» Prompt A
Below is a text about burning ammonia borane fuel. List each detail that its attribution line gives about the quoted person.
» Prompt B
Continue the text about burning ammonia borane fuel, picking up after its final sentence.

» Text excerpt
-- start --
Spacecraft require high amounts of energy in a short amount of time, so it’s not ideal to use a catalyst because it doesn’t contribute to the energy you need. It’s like dead mass in your gas tank.

Pankaj Ghildiyal, Ph.D. in Chemistry and Study Co-Author, UCR

The characteristic chemistry of ammonia borane decomposition obstructs the discharge of its total energy on reaction with the majority of oxidizers. However, the scientists discovered an oxidizer that modifies the decomposition and oxidation mechanisms of this fuel, resulting in the extraction of its overall energy content.

This is analogous to the use of catalytic converters to enable the complete combustion of hydrocarbon fuels. Here, we were able to create more complete combustion of the chemicals and increase the energy of the entire reaction by using the chemistry of the oxidizer itself, without needing a catalyst.
-- end --
» Entries provided
-- start --
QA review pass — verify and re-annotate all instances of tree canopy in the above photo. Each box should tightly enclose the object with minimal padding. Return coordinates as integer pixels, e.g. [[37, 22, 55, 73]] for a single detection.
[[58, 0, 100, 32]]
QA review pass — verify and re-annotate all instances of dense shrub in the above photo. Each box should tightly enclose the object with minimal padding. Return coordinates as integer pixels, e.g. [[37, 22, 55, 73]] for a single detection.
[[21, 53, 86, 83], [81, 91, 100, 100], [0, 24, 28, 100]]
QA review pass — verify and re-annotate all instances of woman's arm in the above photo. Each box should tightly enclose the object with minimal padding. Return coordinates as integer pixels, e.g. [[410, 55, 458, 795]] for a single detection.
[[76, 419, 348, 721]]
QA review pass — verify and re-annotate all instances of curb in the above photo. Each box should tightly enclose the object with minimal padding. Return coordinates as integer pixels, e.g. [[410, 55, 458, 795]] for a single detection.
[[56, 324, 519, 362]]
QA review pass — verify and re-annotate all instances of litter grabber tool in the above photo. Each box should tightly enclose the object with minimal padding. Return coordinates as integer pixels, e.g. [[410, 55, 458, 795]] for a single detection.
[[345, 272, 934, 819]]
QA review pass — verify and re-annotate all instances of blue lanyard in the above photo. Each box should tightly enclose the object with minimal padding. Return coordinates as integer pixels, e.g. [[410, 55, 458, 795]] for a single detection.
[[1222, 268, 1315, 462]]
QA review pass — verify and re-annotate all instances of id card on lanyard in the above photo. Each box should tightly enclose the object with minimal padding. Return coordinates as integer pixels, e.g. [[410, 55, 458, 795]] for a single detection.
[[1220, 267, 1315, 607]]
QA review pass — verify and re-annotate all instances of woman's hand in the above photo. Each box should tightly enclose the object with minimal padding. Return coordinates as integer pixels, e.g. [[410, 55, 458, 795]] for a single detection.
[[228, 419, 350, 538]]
-- end --
» Exercise output A
- Name: Pankaj Ghildiyal
- Degree: Ph.D. in Chemistry
- Role: Study Co-Author
- Institution: UCR

» Exercise output B
Pankaj Ghildiyal, Ph.D. in Chemistry and Study Co-Author, UCR

As well as producing unwanted byproducts, certain rocket fuels also need storage at sub-freezing temperatures.

“NASA has used liquid hydrogen, which has very low density,” Ghildiyal said. “It, therefore, requires a lot of space as well as cryogenic conditions for maintenance.”

Conversely, this fuel is stable at ambient temperature and is impervious to high heat. In this study, the scientists developed very fine, nanoscale particles of ammonium borane, which could degrade during the course of a month in extremely humid surroundings.

The researchers are presently exploring the way ammonium borane particles of different sizes age in diverse environments. They are also formulating techniques of encasing particles of the fuel in a protective coating, to improve their stability in moist environments.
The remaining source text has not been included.